[Information given]
======
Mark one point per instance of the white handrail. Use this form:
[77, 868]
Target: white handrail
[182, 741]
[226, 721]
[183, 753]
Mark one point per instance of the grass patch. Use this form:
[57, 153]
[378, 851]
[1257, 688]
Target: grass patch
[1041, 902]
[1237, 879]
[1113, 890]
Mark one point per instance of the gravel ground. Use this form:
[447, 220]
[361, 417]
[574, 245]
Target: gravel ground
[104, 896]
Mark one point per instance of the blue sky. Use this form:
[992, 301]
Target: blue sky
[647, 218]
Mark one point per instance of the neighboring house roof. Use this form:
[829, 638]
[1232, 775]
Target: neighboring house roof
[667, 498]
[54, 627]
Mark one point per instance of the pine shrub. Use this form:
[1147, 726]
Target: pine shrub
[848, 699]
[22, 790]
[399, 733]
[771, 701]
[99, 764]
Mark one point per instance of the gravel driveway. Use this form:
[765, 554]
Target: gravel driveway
======
[What needs to be done] What you copy should begin at the line with "Target: gravel ground" and end at the final line of the listing, each line exactly as it is.

[Response box]
Target: gravel ground
[104, 896]
Mark one point per instance of the blue sky. Use this form:
[992, 301]
Target: blue sky
[647, 218]
Mark one point per instance of the neighboring house roof. Use this form:
[829, 638]
[1232, 775]
Target: neighboring house roof
[667, 498]
[54, 627]
Mark one point per instance of the pine shrub. Use this form:
[1147, 726]
Target: pine shrub
[848, 699]
[22, 790]
[399, 733]
[771, 701]
[99, 764]
Mark one point per instance of the gravel driveway. Use this form:
[765, 554]
Target: gravel driveway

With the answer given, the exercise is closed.